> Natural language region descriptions
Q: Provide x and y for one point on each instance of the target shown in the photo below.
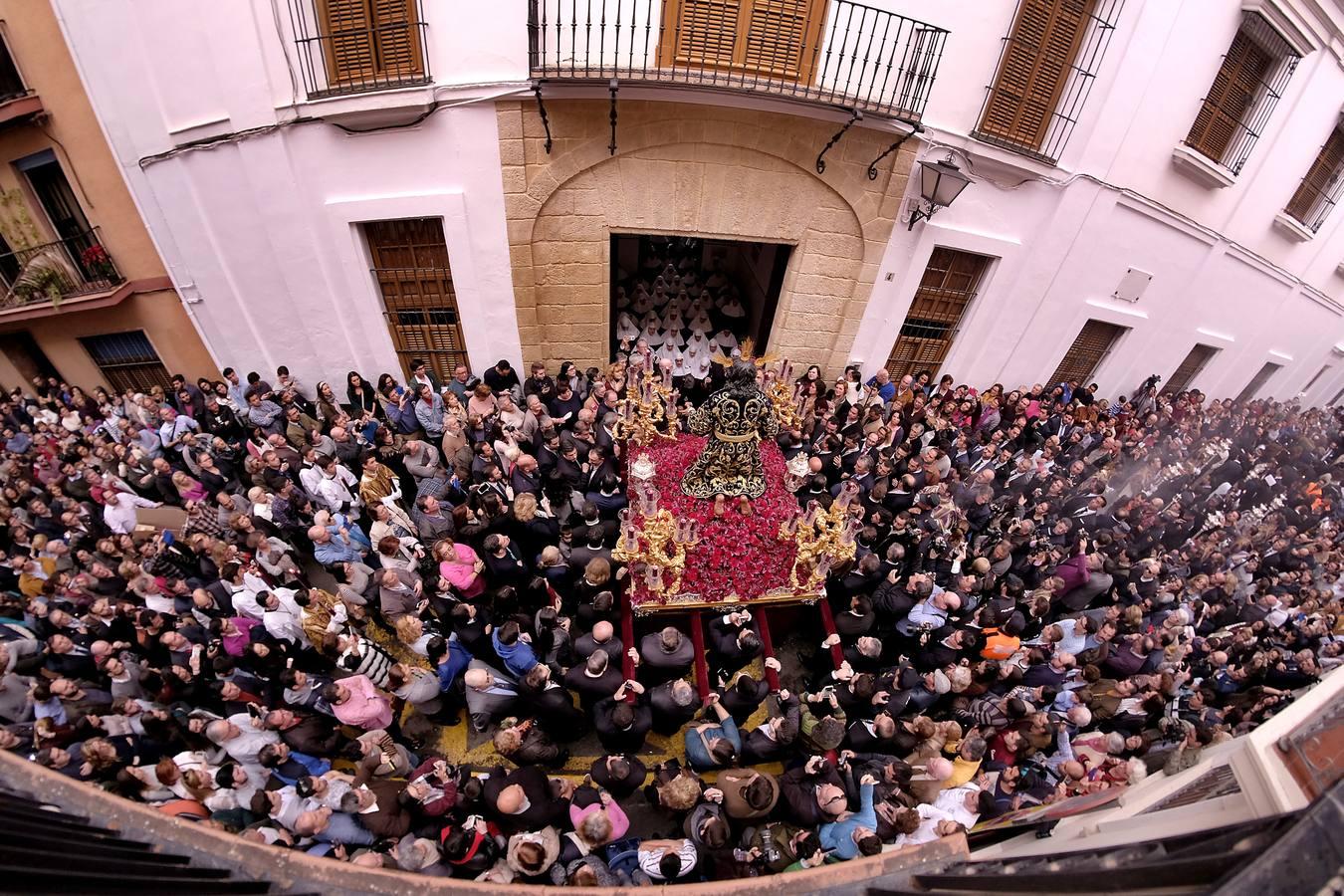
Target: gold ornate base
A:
(684, 602)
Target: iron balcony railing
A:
(49, 273)
(359, 46)
(837, 53)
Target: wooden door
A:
(949, 283)
(413, 274)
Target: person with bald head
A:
(523, 799)
(665, 654)
(601, 638)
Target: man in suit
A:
(776, 735)
(521, 800)
(733, 641)
(622, 726)
(602, 637)
(665, 654)
(674, 704)
(490, 693)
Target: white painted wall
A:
(261, 230)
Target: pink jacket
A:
(463, 575)
(620, 823)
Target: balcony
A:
(359, 46)
(826, 53)
(43, 277)
(19, 108)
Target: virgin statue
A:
(736, 418)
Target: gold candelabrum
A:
(785, 395)
(822, 537)
(653, 542)
(648, 406)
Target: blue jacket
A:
(837, 835)
(695, 750)
(288, 773)
(518, 657)
(453, 664)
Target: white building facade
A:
(1153, 181)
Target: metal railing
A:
(364, 50)
(837, 53)
(1233, 113)
(74, 266)
(1047, 119)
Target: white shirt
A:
(121, 516)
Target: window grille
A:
(1258, 381)
(419, 301)
(1089, 349)
(1195, 361)
(947, 288)
(126, 360)
(1047, 66)
(355, 46)
(1323, 184)
(1247, 87)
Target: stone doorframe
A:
(703, 171)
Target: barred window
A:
(1089, 349)
(1048, 62)
(1239, 103)
(1321, 185)
(126, 360)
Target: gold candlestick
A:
(659, 542)
(821, 535)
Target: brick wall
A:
(695, 169)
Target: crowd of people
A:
(1054, 594)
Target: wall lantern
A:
(940, 184)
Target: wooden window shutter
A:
(349, 43)
(777, 38)
(1230, 97)
(1091, 344)
(1037, 57)
(1320, 179)
(703, 33)
(419, 300)
(396, 38)
(369, 39)
(1190, 368)
(949, 284)
(771, 38)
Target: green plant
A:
(45, 277)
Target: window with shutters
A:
(1320, 188)
(419, 304)
(1316, 379)
(126, 360)
(1258, 381)
(771, 38)
(832, 53)
(1045, 69)
(353, 46)
(1089, 349)
(1248, 84)
(1190, 368)
(949, 283)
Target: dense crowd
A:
(1054, 594)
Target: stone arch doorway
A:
(702, 171)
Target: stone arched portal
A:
(705, 171)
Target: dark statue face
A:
(741, 375)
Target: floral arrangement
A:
(738, 558)
(99, 262)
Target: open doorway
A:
(691, 297)
(27, 356)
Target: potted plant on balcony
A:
(99, 264)
(45, 277)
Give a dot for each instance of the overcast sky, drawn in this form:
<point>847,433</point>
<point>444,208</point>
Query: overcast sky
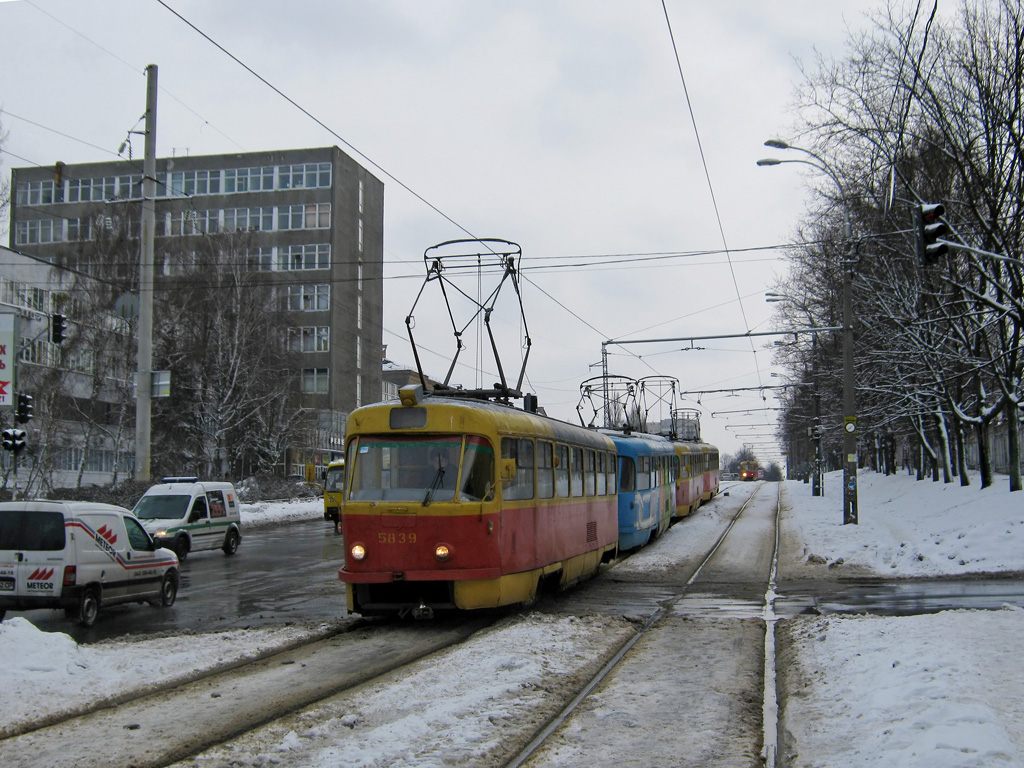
<point>562,125</point>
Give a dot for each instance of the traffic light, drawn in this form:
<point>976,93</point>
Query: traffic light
<point>25,408</point>
<point>58,325</point>
<point>930,228</point>
<point>12,439</point>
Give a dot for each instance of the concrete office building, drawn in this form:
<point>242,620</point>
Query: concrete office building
<point>310,221</point>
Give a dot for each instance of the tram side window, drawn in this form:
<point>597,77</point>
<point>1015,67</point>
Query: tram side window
<point>643,473</point>
<point>545,470</point>
<point>576,482</point>
<point>478,470</point>
<point>628,474</point>
<point>562,471</point>
<point>521,486</point>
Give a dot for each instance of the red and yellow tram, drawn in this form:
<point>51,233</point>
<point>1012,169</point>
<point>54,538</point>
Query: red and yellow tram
<point>467,504</point>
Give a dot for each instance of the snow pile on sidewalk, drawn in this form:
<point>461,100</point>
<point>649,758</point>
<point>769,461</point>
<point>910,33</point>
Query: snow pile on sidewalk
<point>910,528</point>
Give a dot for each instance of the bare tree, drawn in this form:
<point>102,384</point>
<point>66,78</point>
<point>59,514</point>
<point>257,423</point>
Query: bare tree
<point>922,111</point>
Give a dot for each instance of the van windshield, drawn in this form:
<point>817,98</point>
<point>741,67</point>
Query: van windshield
<point>36,531</point>
<point>162,507</point>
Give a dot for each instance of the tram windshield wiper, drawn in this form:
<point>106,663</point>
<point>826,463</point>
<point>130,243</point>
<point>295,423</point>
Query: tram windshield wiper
<point>434,484</point>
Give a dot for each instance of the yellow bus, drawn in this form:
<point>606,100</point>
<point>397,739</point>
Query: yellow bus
<point>334,487</point>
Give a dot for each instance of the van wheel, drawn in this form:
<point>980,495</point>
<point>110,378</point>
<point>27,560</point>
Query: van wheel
<point>230,543</point>
<point>181,548</point>
<point>88,607</point>
<point>169,589</point>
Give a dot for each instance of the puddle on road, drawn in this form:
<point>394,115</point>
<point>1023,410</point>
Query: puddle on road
<point>877,598</point>
<point>899,598</point>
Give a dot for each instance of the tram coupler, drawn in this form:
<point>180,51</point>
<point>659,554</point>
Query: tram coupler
<point>423,611</point>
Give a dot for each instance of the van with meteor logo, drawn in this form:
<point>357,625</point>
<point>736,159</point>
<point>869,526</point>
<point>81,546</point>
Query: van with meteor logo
<point>80,556</point>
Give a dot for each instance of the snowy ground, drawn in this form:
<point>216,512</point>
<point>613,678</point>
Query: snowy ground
<point>940,690</point>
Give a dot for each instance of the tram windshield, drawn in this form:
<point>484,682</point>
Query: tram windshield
<point>425,469</point>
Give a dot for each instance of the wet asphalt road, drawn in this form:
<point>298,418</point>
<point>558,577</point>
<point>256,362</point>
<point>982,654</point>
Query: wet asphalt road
<point>289,573</point>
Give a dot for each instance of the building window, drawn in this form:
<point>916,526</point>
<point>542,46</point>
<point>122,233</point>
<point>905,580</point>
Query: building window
<point>310,298</point>
<point>307,216</point>
<point>304,176</point>
<point>187,183</point>
<point>249,179</point>
<point>309,339</point>
<point>312,256</point>
<point>259,259</point>
<point>32,232</point>
<point>315,380</point>
<point>35,193</point>
<point>248,219</point>
<point>92,189</point>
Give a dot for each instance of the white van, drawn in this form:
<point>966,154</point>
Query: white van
<point>188,515</point>
<point>79,556</point>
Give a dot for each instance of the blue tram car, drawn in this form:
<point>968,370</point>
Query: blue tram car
<point>646,486</point>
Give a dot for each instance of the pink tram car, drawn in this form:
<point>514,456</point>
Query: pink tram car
<point>697,476</point>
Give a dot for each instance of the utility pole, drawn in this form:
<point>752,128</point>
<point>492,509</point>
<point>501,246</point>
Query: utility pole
<point>143,380</point>
<point>849,387</point>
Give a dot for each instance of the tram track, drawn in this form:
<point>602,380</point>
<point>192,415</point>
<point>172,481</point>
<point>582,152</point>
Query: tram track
<point>350,682</point>
<point>229,701</point>
<point>665,609</point>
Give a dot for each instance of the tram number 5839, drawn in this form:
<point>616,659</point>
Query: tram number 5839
<point>392,538</point>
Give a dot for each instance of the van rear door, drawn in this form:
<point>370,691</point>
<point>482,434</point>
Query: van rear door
<point>32,545</point>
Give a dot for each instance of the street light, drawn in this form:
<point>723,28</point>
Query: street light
<point>849,391</point>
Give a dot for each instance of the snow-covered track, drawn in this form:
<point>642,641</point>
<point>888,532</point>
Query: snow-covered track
<point>172,724</point>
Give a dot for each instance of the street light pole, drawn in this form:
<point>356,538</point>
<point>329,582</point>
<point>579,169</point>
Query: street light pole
<point>849,383</point>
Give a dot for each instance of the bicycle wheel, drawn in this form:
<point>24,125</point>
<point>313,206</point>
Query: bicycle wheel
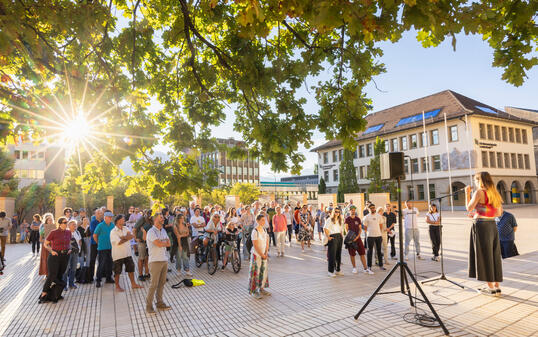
<point>236,260</point>
<point>212,262</point>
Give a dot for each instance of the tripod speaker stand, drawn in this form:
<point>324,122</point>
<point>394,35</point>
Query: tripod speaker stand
<point>442,276</point>
<point>391,165</point>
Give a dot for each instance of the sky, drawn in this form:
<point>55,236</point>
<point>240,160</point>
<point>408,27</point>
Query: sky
<point>414,72</point>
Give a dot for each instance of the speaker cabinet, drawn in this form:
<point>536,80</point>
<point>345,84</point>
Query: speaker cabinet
<point>392,165</point>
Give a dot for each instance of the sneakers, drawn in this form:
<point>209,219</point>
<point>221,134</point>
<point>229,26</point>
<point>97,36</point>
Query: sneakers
<point>163,306</point>
<point>265,292</point>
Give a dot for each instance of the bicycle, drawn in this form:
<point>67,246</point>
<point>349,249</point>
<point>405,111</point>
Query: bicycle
<point>235,257</point>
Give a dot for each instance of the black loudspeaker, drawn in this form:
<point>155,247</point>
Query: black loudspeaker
<point>392,165</point>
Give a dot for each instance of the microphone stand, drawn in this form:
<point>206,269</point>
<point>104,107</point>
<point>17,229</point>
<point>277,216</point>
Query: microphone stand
<point>443,276</point>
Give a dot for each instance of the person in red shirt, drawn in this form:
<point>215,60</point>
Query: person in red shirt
<point>58,243</point>
<point>353,223</point>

> Task details
What is asked for is an exact copy of the lines above from the one containing "<point>256,362</point>" through the one containing "<point>905,580</point>", and only those.

> Solution
<point>256,362</point>
<point>982,654</point>
Query: wet asphalt road
<point>289,573</point>
Give a dot for each instance of the building window, drawn in this form:
<point>916,526</point>
<point>542,46</point>
<point>122,233</point>
<point>905,580</point>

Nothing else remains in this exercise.